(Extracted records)
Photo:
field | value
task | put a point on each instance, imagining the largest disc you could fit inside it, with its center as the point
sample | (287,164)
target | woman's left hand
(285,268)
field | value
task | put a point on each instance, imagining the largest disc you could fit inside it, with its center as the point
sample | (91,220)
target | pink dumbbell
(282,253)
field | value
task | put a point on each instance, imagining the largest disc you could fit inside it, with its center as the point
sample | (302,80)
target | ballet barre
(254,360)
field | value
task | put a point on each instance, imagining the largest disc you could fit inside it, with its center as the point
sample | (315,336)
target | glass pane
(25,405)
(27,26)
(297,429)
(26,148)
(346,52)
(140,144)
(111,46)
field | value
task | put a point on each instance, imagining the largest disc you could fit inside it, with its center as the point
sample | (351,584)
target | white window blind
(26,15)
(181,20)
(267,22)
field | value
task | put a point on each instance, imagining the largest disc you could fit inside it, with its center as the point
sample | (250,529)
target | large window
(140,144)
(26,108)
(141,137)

==

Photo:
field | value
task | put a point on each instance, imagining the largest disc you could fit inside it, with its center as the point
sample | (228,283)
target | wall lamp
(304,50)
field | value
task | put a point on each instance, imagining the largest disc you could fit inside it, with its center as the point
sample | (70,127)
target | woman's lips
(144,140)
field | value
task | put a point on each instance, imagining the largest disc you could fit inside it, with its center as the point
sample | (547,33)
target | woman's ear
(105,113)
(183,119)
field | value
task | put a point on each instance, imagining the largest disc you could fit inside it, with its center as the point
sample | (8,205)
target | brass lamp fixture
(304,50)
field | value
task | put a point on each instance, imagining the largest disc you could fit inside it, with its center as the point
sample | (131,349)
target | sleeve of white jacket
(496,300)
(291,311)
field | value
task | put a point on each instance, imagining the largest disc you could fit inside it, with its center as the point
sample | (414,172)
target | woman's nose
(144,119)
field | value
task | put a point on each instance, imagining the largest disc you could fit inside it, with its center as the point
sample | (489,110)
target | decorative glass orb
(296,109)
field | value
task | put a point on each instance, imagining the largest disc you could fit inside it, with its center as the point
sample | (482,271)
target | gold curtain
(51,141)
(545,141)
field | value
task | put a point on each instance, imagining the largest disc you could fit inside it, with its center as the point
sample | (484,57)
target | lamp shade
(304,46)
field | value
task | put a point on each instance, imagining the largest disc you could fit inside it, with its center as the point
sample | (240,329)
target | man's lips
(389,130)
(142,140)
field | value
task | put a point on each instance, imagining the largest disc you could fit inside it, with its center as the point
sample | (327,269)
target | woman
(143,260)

==

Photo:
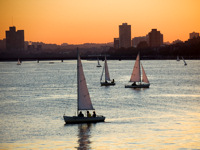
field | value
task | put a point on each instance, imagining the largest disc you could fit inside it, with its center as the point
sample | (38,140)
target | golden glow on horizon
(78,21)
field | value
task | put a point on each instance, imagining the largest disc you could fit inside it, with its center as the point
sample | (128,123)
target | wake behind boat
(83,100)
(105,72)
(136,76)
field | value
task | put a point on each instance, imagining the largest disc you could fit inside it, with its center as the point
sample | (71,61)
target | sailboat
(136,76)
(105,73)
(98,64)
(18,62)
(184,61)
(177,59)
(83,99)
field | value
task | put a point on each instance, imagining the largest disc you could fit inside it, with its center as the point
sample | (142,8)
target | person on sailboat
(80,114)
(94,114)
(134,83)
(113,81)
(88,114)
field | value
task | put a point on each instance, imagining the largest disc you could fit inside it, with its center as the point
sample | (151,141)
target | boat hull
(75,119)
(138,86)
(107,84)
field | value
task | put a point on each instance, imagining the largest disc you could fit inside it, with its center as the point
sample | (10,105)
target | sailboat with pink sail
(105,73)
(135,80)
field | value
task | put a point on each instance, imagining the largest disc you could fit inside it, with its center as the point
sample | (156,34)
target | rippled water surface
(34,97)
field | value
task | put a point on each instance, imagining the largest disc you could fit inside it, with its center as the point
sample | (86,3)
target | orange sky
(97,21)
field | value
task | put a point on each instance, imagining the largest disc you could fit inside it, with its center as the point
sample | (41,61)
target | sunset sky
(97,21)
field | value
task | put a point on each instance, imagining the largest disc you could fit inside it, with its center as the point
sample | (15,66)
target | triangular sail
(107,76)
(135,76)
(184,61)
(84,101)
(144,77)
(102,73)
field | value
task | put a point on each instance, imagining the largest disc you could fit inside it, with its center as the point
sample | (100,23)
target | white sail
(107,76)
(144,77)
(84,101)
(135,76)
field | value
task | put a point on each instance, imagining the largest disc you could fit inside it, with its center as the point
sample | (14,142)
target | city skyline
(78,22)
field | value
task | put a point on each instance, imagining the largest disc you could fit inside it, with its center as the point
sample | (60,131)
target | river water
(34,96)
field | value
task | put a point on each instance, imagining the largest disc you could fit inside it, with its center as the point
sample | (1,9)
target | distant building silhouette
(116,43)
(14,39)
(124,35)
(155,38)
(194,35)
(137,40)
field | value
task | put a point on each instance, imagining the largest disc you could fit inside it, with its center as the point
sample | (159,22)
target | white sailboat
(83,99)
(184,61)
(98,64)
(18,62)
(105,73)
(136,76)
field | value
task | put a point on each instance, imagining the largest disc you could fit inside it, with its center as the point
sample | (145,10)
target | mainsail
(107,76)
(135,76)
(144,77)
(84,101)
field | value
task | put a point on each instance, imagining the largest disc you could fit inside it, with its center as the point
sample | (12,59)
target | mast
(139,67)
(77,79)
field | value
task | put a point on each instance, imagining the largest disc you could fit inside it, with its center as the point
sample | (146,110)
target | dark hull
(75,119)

* Problem requirements *
An exact copy of the lines above, from the one containing "sample | (10,105)" through the one containing "sample | (41,61)", is the whole of the answer.

* Response *
sample | (10,105)
target | sailboat with pink sail
(105,73)
(135,80)
field | value
task | put a point on each instance, imagining the largest disc you could fit inside it, with its center as the point
sample | (156,34)
target | rippled water surface
(34,97)
field | value
task | put a point on each instance, imagining the largest disc you could fit inside it, with its center as the point
sample | (86,3)
target | orange sky
(97,21)
field | value
task | put a point on each instance, imagining the largest disc you could fit inside it, with its center as the point
sample | (41,61)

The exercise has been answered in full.